Supplied data –
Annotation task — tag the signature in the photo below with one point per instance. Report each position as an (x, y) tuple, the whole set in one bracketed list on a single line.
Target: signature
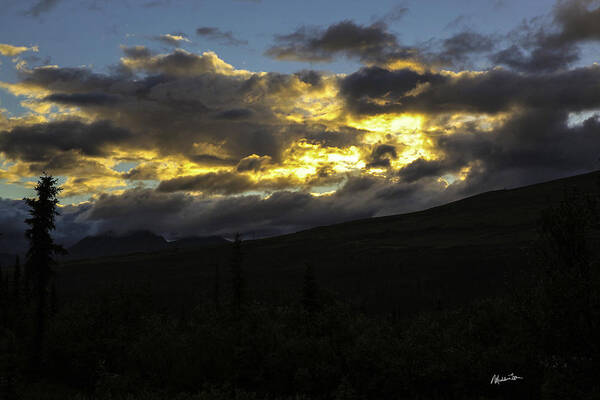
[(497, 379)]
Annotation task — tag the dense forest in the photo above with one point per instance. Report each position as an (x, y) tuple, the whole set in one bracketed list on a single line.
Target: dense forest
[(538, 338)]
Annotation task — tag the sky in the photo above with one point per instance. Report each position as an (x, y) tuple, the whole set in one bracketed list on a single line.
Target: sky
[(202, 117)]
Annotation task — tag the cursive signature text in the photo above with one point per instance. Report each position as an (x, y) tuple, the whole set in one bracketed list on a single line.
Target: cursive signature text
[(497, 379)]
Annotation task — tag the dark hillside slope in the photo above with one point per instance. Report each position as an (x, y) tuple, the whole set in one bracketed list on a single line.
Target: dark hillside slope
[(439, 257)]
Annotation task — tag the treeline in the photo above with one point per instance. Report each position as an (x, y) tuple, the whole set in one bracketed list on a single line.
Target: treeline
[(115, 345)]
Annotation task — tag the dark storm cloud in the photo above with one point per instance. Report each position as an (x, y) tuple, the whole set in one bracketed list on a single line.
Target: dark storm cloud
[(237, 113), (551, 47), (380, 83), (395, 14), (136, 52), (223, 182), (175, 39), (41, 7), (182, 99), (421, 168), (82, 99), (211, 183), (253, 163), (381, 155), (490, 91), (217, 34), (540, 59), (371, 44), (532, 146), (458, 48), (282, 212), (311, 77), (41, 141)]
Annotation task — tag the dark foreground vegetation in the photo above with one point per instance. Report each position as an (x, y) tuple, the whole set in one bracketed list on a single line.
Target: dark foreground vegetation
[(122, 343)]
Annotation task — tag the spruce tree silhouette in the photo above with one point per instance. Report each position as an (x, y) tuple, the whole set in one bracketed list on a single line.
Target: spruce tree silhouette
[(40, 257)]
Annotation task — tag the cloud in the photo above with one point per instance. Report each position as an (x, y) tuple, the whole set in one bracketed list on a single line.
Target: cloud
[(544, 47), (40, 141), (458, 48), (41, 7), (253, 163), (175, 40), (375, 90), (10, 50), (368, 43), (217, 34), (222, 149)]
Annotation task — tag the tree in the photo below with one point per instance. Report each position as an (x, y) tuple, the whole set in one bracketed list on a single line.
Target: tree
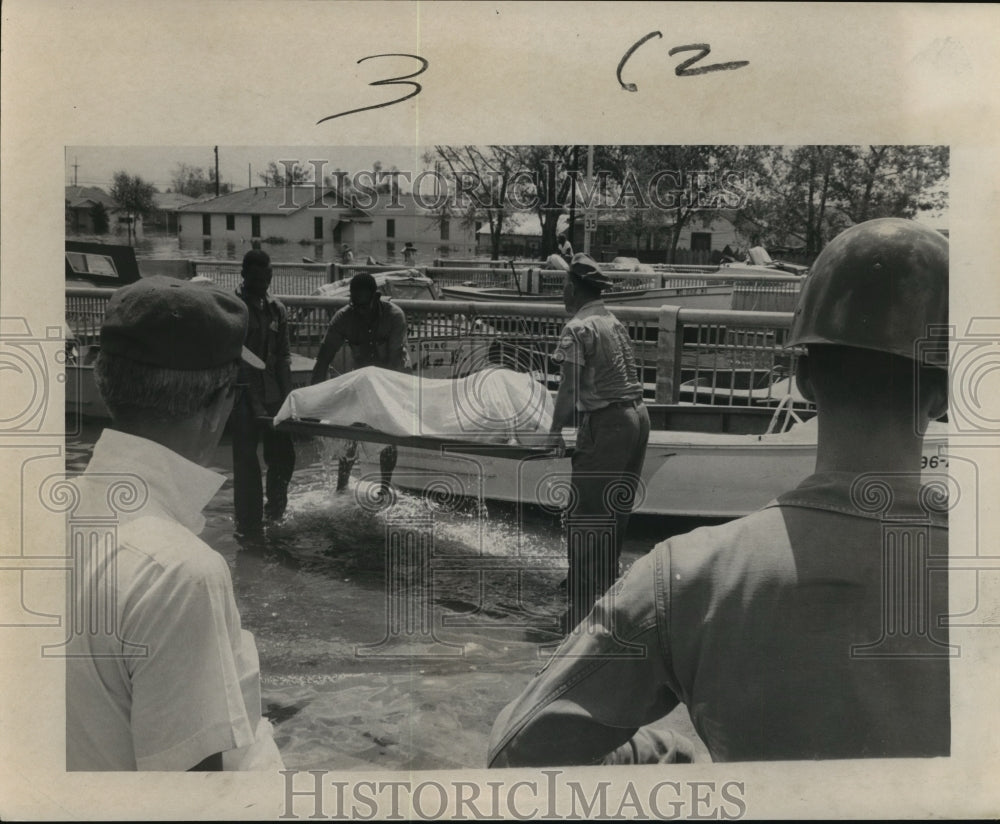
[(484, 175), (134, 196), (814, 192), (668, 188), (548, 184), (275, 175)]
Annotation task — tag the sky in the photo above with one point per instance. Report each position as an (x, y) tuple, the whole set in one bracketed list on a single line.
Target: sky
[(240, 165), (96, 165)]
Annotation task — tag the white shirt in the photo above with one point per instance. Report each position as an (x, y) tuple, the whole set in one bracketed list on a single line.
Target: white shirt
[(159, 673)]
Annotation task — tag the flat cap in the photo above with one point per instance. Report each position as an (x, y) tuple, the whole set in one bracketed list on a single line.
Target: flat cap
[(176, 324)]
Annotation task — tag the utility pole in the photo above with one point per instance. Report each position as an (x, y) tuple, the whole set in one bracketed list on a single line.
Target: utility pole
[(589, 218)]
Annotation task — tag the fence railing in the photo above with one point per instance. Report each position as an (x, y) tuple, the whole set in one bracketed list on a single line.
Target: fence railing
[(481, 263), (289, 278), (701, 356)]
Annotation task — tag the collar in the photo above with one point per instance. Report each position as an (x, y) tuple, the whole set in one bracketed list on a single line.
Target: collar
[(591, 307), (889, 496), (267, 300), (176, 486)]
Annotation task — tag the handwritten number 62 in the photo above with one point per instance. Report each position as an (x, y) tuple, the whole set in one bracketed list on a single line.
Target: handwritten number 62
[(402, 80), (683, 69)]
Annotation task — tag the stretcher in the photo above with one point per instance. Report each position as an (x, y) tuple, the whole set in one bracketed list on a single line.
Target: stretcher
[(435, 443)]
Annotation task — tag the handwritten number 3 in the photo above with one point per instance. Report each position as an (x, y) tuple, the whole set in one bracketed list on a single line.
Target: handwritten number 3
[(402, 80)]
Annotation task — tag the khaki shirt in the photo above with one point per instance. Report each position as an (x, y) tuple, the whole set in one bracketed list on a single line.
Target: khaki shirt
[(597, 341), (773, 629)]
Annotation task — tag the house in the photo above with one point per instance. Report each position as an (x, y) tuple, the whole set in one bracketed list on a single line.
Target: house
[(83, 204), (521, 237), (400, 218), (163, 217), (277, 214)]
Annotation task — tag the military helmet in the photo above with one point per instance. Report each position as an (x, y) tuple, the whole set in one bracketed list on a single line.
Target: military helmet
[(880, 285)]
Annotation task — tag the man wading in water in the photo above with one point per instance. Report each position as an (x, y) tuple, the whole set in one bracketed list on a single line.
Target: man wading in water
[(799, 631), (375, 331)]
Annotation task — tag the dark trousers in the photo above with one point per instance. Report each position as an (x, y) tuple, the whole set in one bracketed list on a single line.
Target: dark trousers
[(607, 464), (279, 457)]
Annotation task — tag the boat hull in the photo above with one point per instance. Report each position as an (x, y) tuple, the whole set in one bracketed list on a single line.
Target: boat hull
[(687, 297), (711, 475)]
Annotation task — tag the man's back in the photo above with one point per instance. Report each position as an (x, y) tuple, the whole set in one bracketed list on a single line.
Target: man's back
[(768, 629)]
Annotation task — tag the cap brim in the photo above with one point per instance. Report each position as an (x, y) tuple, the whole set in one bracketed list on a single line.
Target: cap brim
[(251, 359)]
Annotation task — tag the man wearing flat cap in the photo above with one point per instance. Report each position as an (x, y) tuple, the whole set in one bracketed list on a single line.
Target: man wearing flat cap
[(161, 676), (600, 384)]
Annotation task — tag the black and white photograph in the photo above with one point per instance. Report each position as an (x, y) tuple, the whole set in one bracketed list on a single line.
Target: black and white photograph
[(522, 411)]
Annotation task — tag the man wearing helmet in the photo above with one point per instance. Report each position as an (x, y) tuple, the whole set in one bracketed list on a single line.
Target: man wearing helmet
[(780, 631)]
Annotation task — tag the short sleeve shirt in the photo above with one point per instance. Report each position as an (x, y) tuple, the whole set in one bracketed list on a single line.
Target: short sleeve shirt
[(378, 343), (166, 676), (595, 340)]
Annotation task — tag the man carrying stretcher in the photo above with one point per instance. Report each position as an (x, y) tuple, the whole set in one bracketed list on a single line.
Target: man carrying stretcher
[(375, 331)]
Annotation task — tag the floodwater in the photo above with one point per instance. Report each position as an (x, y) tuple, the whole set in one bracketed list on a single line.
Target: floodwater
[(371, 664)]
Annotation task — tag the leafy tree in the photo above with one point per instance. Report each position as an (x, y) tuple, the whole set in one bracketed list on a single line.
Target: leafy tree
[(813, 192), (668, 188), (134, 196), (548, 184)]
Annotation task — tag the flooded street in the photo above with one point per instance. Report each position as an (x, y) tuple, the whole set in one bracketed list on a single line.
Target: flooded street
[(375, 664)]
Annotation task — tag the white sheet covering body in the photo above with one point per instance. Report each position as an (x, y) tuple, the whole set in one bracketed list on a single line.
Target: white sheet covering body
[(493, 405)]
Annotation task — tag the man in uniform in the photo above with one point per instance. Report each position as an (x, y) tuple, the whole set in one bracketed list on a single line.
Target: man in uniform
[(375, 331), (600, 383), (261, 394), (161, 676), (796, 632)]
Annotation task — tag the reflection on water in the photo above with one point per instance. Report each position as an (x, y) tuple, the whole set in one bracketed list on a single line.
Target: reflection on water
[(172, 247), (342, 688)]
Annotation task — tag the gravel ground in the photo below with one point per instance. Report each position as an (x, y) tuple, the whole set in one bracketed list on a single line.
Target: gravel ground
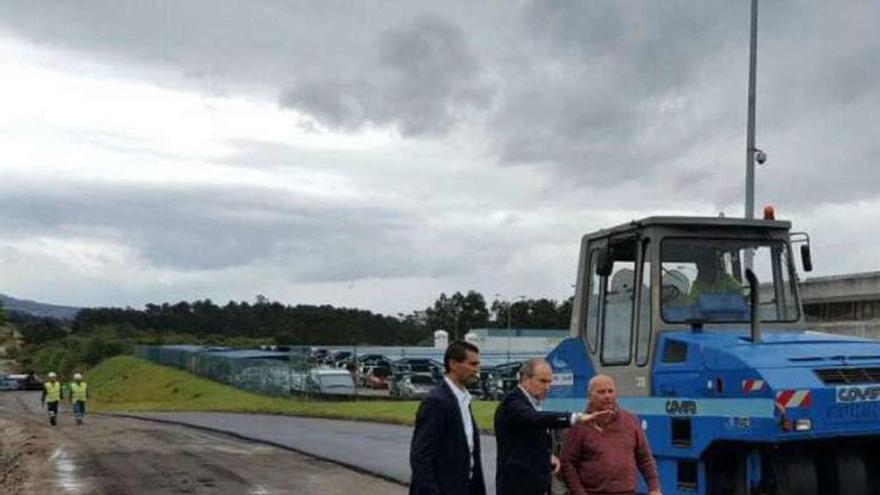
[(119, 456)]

Your objective –
Convert all of the material above into a two-column CSV with the headers instruction and points, giving each instruction its own row. Put the full instruction text, with line breaks turned into spaces, in one quoted field and its answer in the other quoted field, and leave out the pictures.

Completed exercise –
instruction,points
"Annotation task — tag the signature in the photo below with one point per instance. Report each position as an (x, y) tuple, the whole set in one bracketed list on a single line. Target: signature","[(497, 379)]"
"Annotation task — tag the dense forest in the photo above with one point per instance. Report each position as an (x, y) tuple, the whole set in one bracketed list on a single line. Target: dense forest","[(538, 338)]"
"Annotation task — tag the sky in the photo above with one point per instance. Report each position as an (x, y) tuple, the whole set in one bracketed list on a single line. Target: sky","[(202, 117)]"
"Annotation task — tag the cursive signature text in the photo above with one point per instance. Report each position as an (x, y) tuple, the whole set in one bracketed list on a single line. Target: cursive signature text","[(497, 379)]"
"Annotation task — tag the dark hillside slope in the photo above with one point per instance. Report each position as an (x, y) tuple, the whole set in one bracketed list on a single line. Target: dark hillside slope","[(439, 257)]"
"Annotation task — tag the treeline in the photo above with one point per instance. Report each position as an (x, y) tuple, the whole set in one bracketed list on a single line. Target: treeline","[(115, 345)]"
"Annotation task — tag the dark storm cloud in the photo above with one point per instance. Report each position as an (x, y) tuple, the whole set in one bracketed list on a single line. Target: dark storm cloud","[(237, 113), (551, 47), (380, 83), (395, 14), (136, 52), (223, 182), (175, 39), (41, 7), (182, 99), (421, 168), (82, 99), (211, 183), (253, 163), (381, 155), (490, 91), (217, 34), (540, 59), (371, 44), (532, 146), (458, 48), (282, 212), (311, 77), (41, 141)]"
"Annotation task — tag the dark foreground vegetation in the photo above with one point per instance. Report each position as an (x, y) tuple, the whole set in one bracketed list on a single line. Target: dark foreground vegetation","[(122, 343)]"
"Annotation task — tag the spruce tree silhouette in the photo above with one point per instance. Report each position as an (x, y) tuple, the whole set in one bracketed list on a single line. Target: spruce tree silhouette","[(40, 257)]"
"Annotation task — tag the cloud in the photo above with one point per instance. Report each position as an (x, y) tuple, the whole set in one bracketed list on a single line. Target: cloud","[(544, 47), (40, 141), (458, 48), (41, 7), (253, 163), (175, 40), (375, 90), (10, 50), (368, 43), (217, 34), (222, 149)]"
"Annotation task — tag the tree in the photo below with one point per instance. Report each position as an (x, y) tuple, the whole set in one bracketed list on a single line. Target: tree","[(484, 175), (134, 196), (814, 192), (668, 188), (548, 184), (275, 175)]"
"Annotation task — tag the sky in the photo above with one point per instance. Report each position as an (x, y) tuple, the whole set in one bracketed list on a single line. Target: sky","[(240, 165), (96, 165)]"
"Annotation task — tag the white shirt in the photo above with one point per instance. Report each position as an (x, y) tuple, the whole set in one bracketed list on a single line. Target: white shirt","[(159, 673)]"
"Annotation task — tag the flat cap in the photo above with one point per instance. Report each position as an (x, y) tuple, the whole set in one bracketed list on a single line. Target: flat cap","[(176, 324)]"
"Annotation task — tag the utility pole in the photo above with one point per instance. Report each position as an (x, y) tuple, the whole set in one bracketed list on a single line. Target: utility pole","[(589, 218)]"
"Annotation task — tag the fence railing in the photo above with one point per instance. Report each position as an (x, y) tuple, the whole set in one bracketed list on a single line. Target: fence railing","[(481, 263), (289, 278), (701, 356)]"
"Annotation task — tag the collar in the photo above with one point per instance. Report each position as an (x, y) tuple, the whole set in one bracketed list on a single line. Target: collar","[(591, 307), (889, 496), (267, 300), (176, 486)]"
"Annotation task — tag the handwritten number 62 in the photo above with one point per instance. Report each position as an (x, y) tuple, the whole set in one bracketed list on a single line. Target: handwritten number 62","[(402, 80), (683, 69)]"
"Annotation task — tag the stretcher in the photo above with one point per instance. Report each position as an (x, y) tuple, the whole set in one bracketed list on a single line. Target: stretcher","[(435, 443)]"
"Annotation task — tag the handwritten number 3 in the photo above with one point per instance. Report each position as an (x, y) tuple, the whole set in one bracketed list on a single line. Target: handwritten number 3","[(402, 80)]"
"Annotation task — tag the khaki shirt in the photo above with one point per instance. Report each position as an (x, y) tuple, the whole set in one bracketed list on a single line. Target: khaki shirt","[(597, 341), (773, 629)]"
"Annotation task — tag the house in the photo above with one point per instance. Report each position as an (x, y) tuple, the whole set in one bracketed list on a single line. Target: house","[(83, 204), (521, 237), (400, 218), (163, 217), (277, 214)]"
"Annotation task — tag the military helmet in the photo above with one point per instance. Report each position as an (x, y) tuple, the whole set in one bracketed list on a single line. Target: military helmet","[(880, 285)]"
"Annotation task — tag the man wading in water in the photo above with one point per instance. Report each position as an (x, y) tuple, the whole set in one bracketed list on a single line. Target: man wading in water","[(799, 631), (375, 331)]"
"Annotation task — tag the dark trousers in the photo above with one point per instance. Report each position as an (x, y) tuple, the whole set in one bracketed list on a single line. Target: dark trousers","[(607, 464), (279, 457)]"
"Annotation task — tag the boat hull in the photo above with one point per instance. Report each position as an (x, y) tuple, the whole set in one bracketed list on a single line. Target: boat hull","[(687, 297), (711, 475)]"
"Annotation task — tag the man's back in the photo above with one point per instance. Report each position as an (x, y) tuple, the whole set in one bracketed list on a single line. Target: man's back","[(768, 629)]"
"Annotation task — tag the cap brim in the photo above with one point per instance. Report each position as an (x, y) tuple, the whole set in one bracketed list on a single line. Target: cap brim","[(251, 359)]"
"Annotation task — tag the man wearing flat cap in the photo above with one point per instance. Report each position as an (x, y) tuple, the whole set in one bracketed list on a single line. Target: man wearing flat cap","[(161, 676), (600, 384)]"
"Annotation task — tag the black and white photograph in the photo above with one point per instance. Report each position as an (x, y) tuple, the whole set in one bracketed list on a single line. Target: black and white photograph","[(522, 411)]"
"Annotation task — tag the man wearing helmet in the photo above with one point per instance. Report each position as an (x, y) tuple, the whole set in one bracketed list on a single line. Target: man wearing helmet","[(780, 631)]"
"Annotation task — tag the short sleeve shirt in the photo above with one point per instance. Report each position as an (x, y) tuple, the whole set in one bracketed list on a single line. Target: short sleeve shirt","[(378, 343), (166, 676), (595, 340)]"
"Annotation task — tag the man carrying stretcher in the photo above with one point per instance. Report each position as an (x, y) tuple, the whole set in one bracketed list on a single line. Target: man carrying stretcher","[(375, 331)]"
"Annotation task — tag the floodwater in the photo above with one point per instance. Report each position as an (x, y) tuple, the whole set in one bracketed list on a single line. Target: floodwater","[(371, 664)]"
"Annotation task — tag the leafy tree in the photo above with one point per instance. Report each position as an (x, y) tuple, the whole set in one bracketed list on a single line. Target: leafy tree","[(813, 192), (668, 188), (134, 196), (548, 184)]"
"Annotation task — tag the flooded street in the photo above with one point per instance. Report each position as an (x, y) tuple, the whole set in one bracketed list on a single line. Target: flooded street","[(375, 664)]"
"Annotation task — tag the white sheet covering body in the photo above with one point per instance. Report each position as an (x, y) tuple, the whole set in one bracketed list on a single line. Target: white sheet covering body","[(493, 405)]"
"Annotation task — tag the man in uniform in the photo above with one point per instance. Report each position as an (x, y) tuple, the whole set in one bracketed list on a single line. Target: man in uniform","[(375, 331), (600, 383), (261, 394), (161, 676), (796, 632)]"
"Annotation task — tag the reflection on water in the photo above with one point per instance. Report each position as an (x, y) tuple, the whole set in one bracketed list on a single line. Target: reflection on water","[(172, 247), (342, 688)]"
"Annotation task — tag the gravel ground in the photo below with one point per instance. Report each position as an (x, y) tuple, the whole set in one bracketed list on a single line. Target: gravel ground","[(119, 456)]"